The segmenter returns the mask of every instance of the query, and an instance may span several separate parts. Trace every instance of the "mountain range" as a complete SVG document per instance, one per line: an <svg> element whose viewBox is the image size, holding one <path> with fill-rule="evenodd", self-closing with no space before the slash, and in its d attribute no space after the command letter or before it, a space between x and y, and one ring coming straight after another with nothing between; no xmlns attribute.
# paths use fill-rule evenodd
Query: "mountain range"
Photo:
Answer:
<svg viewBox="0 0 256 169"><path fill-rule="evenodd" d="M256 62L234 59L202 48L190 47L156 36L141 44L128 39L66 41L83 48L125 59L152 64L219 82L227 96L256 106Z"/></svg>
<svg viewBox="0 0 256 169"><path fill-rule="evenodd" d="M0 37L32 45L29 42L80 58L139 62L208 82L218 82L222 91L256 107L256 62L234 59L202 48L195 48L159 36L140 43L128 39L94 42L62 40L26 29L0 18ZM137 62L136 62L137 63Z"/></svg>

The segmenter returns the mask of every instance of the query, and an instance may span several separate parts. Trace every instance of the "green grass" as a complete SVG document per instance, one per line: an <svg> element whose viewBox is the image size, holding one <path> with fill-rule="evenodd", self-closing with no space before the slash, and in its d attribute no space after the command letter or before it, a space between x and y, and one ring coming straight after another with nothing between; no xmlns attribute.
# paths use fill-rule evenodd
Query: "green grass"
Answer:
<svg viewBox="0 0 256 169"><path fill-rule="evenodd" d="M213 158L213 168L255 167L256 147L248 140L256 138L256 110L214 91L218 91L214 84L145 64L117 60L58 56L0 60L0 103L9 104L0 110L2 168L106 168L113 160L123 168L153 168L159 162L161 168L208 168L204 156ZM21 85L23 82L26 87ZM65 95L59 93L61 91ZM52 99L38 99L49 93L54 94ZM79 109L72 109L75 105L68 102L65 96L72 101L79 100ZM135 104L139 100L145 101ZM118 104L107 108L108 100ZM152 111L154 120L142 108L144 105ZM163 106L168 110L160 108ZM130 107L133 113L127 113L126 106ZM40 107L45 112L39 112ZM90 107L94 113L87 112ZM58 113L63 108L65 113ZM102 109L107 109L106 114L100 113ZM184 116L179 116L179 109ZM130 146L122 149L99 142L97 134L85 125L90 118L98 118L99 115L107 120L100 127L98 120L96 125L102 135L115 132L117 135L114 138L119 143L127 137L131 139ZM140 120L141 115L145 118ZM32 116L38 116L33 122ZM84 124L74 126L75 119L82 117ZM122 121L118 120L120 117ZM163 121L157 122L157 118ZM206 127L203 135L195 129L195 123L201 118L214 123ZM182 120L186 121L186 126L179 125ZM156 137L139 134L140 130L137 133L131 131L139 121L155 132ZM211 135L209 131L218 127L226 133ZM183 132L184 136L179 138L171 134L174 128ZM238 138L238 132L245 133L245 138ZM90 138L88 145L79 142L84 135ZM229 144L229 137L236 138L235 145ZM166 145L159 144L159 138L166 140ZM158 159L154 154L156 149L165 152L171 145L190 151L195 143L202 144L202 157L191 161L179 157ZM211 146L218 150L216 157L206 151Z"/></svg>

+ + + + +

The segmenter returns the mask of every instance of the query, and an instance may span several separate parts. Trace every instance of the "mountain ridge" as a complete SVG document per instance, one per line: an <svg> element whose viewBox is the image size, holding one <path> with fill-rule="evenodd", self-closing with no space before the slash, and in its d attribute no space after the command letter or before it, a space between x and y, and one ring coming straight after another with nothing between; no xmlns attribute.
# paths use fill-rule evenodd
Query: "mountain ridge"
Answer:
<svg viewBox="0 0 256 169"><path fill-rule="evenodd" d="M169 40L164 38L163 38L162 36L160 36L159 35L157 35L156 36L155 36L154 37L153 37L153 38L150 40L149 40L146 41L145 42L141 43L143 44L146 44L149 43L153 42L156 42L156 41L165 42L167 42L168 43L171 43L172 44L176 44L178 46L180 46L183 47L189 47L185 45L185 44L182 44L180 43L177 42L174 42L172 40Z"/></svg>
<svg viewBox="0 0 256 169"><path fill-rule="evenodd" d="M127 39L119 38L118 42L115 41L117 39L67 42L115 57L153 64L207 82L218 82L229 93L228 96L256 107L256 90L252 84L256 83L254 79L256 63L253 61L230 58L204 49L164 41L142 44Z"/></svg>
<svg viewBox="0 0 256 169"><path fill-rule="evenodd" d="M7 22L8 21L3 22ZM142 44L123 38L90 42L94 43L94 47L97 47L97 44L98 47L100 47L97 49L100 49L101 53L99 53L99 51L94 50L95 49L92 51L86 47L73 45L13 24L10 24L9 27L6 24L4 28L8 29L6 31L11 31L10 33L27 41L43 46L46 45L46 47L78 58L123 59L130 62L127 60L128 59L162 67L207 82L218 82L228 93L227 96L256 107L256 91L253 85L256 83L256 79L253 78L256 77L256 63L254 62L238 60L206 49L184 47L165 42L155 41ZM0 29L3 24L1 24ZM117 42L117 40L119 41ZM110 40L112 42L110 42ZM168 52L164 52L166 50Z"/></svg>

+ + + + +

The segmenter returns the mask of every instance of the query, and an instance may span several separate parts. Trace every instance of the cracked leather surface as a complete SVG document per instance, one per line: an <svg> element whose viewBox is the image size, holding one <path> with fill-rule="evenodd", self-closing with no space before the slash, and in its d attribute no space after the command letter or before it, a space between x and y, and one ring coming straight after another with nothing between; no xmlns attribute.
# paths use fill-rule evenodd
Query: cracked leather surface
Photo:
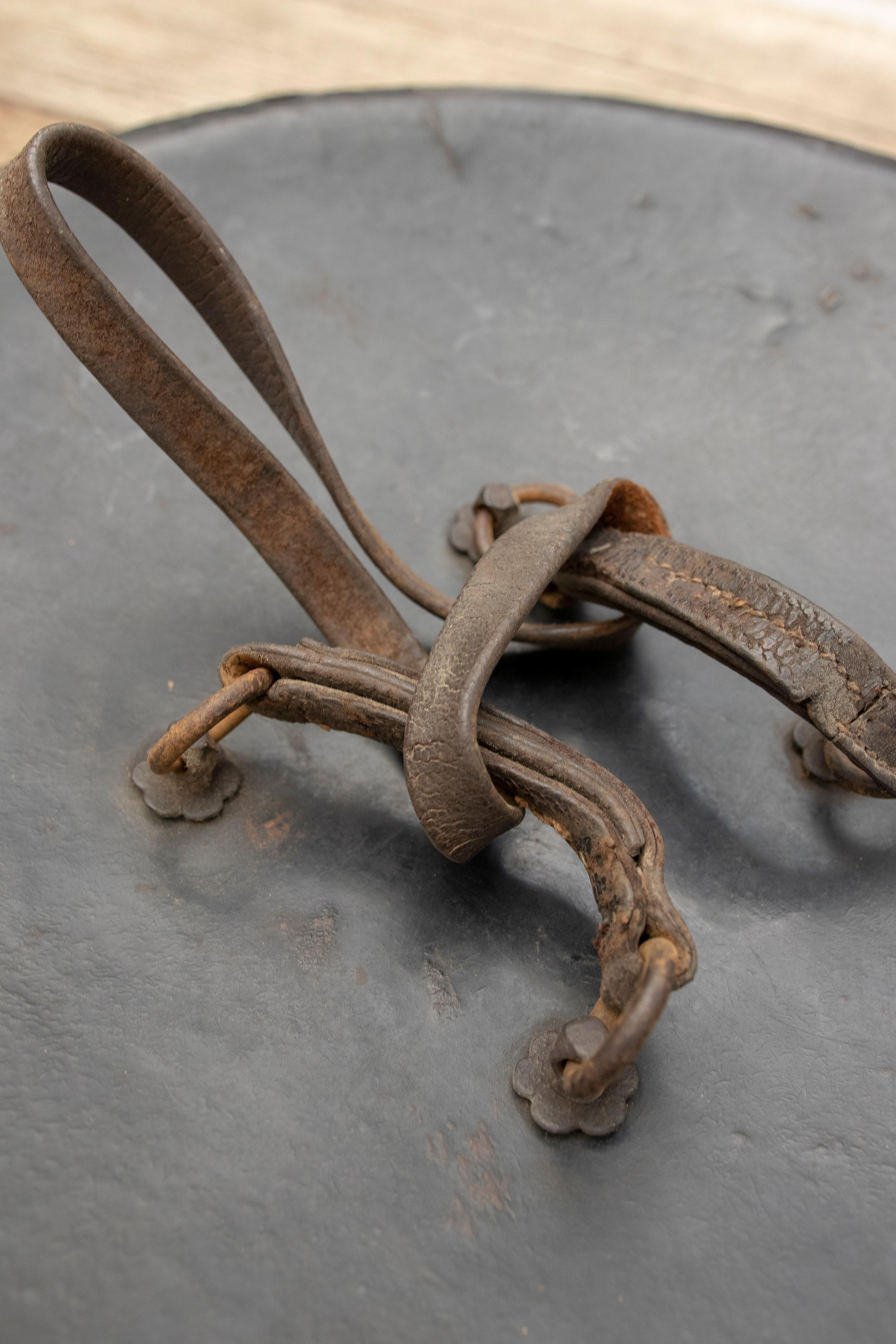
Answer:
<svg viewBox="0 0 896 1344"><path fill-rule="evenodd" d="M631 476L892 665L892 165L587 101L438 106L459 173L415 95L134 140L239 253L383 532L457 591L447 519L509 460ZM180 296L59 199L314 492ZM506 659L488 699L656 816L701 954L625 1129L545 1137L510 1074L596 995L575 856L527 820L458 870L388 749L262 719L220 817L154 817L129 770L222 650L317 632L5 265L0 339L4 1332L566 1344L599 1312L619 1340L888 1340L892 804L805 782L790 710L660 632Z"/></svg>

+ + + + +

■ Instruction
Show every line of the material that contains the word "green", copied in full.

■ Answer to this problem
The segmenter returns the mask of every instance of the query, and an instance may span several separate parts. Trace every instance of the "green grass" as a complete SVG document per instance, one per line: an <svg> element whose viewBox is the image size, holding one <path> with fill-rule="evenodd", self-closing with no space before the slash, and in its d attribute no space after the command letter or before it, a space between x and y, and one ring coming straight after another with nothing between; no xmlns attribute.
Query: "green grass"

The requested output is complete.